__Bounding-box rows__:

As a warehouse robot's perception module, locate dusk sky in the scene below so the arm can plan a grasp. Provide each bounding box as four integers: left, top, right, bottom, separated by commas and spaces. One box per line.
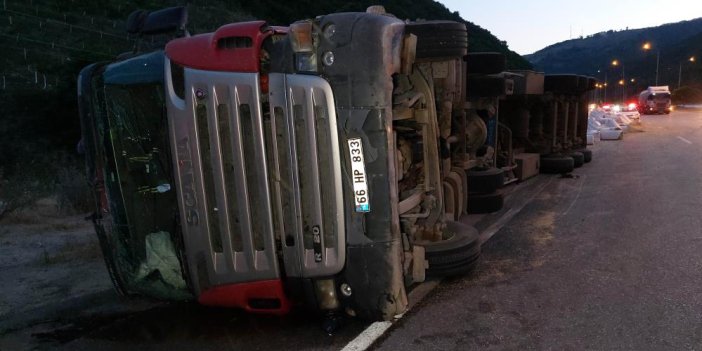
438, 0, 702, 55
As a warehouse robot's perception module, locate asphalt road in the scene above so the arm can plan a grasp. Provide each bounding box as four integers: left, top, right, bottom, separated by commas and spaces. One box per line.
5, 112, 702, 351
375, 108, 702, 350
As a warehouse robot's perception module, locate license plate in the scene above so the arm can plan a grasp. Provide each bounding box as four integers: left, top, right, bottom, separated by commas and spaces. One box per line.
348, 138, 370, 212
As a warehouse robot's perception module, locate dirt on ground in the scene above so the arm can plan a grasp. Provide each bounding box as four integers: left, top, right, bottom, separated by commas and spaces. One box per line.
0, 199, 112, 320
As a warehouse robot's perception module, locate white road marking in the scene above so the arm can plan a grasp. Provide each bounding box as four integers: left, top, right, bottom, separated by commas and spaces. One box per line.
678, 136, 692, 145
480, 177, 553, 244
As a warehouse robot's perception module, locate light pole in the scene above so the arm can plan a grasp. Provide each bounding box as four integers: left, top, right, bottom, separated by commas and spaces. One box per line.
641, 42, 661, 86
678, 56, 695, 89
612, 59, 626, 102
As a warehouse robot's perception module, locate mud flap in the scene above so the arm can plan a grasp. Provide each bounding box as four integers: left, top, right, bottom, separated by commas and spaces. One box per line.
344, 240, 408, 320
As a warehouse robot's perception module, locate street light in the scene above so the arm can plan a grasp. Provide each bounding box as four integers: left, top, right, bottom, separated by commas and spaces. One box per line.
678, 56, 695, 89
641, 42, 661, 86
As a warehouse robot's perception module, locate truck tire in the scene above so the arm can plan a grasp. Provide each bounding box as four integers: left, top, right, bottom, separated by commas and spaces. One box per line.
568, 151, 585, 168
464, 52, 506, 74
416, 221, 480, 277
405, 21, 468, 60
93, 223, 131, 297
539, 155, 575, 174
578, 149, 592, 163
466, 76, 507, 98
466, 168, 505, 194
468, 192, 505, 214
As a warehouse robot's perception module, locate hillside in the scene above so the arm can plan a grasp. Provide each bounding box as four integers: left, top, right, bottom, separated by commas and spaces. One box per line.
526, 18, 702, 91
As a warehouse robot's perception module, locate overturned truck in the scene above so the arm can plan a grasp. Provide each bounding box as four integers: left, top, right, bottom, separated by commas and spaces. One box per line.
79, 7, 584, 319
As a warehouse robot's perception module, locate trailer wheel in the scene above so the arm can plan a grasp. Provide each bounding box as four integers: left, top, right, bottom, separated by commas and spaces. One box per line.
466, 168, 505, 194
468, 192, 505, 214
464, 52, 505, 74
568, 151, 585, 168
405, 21, 468, 59
578, 149, 592, 163
539, 155, 575, 174
416, 221, 480, 277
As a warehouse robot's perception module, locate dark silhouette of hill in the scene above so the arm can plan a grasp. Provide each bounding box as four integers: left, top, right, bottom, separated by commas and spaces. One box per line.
525, 18, 702, 92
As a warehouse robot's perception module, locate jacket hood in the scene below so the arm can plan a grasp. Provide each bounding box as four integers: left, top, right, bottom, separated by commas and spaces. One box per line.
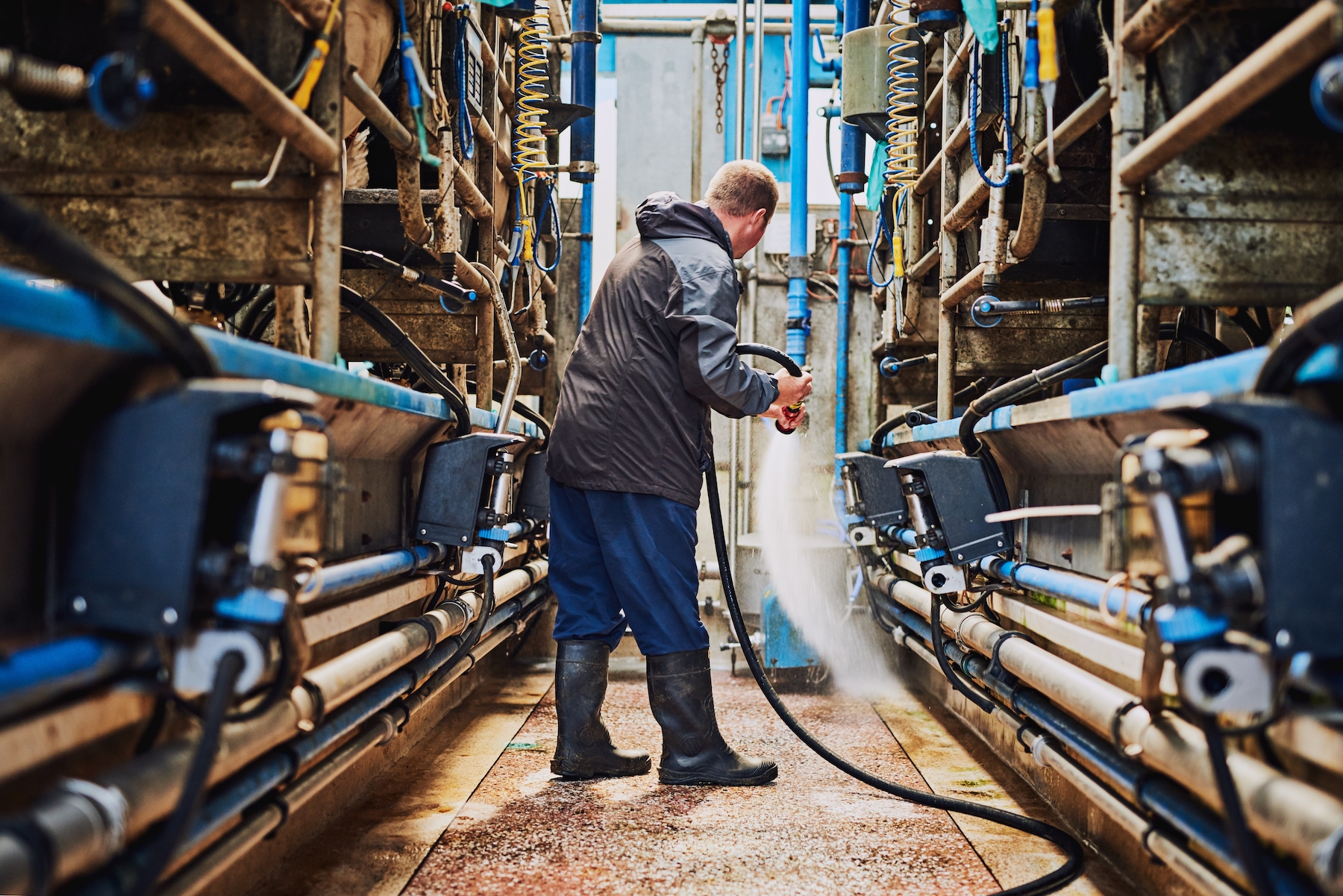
634, 191, 732, 258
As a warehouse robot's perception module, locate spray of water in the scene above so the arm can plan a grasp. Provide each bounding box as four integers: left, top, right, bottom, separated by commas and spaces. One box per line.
757, 427, 900, 698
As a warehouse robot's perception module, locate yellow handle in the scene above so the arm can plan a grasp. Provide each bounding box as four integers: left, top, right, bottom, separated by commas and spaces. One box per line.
1037, 4, 1058, 81
294, 37, 332, 111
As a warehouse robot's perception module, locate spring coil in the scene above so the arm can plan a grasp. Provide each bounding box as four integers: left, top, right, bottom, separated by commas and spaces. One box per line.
885, 6, 923, 198
513, 0, 551, 188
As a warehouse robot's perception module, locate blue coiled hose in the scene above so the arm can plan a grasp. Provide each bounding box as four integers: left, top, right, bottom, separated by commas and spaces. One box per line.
453, 14, 475, 158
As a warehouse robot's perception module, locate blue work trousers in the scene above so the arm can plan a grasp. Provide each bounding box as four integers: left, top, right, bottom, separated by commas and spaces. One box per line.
551, 481, 709, 657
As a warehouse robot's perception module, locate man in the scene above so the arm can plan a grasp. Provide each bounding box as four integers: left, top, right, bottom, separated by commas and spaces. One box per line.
548, 161, 811, 785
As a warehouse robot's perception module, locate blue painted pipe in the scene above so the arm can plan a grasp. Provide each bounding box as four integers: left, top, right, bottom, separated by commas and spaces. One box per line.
876, 591, 1319, 896
839, 0, 868, 193
78, 580, 549, 896
888, 529, 918, 548
784, 0, 811, 367
321, 542, 443, 607
979, 557, 1151, 622
836, 193, 853, 477
569, 0, 598, 328
579, 181, 592, 328
0, 636, 151, 718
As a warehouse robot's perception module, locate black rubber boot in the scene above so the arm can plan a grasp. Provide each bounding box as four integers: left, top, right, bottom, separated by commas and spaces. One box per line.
551, 641, 653, 778
648, 650, 779, 787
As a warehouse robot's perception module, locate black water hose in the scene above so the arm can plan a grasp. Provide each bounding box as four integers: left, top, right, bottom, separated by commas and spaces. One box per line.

__DIRECTION__: Write out the rows above again from the line with "As a warehouse robot's perception module, locate blue work" up to and including the line with "551, 481, 709, 657". Keep the request text, and shift every bounding-box coordinate by adding 54 to it.

__RESPONSE TO THE TASK__:
As a warehouse robot's perception module, locate blue work trousers in the scene above so the arm can plan a grasp. Provide each bounding box as four integers: left, top, right, bottom, separated by commas and spaces. One box per line.
605, 535, 763, 711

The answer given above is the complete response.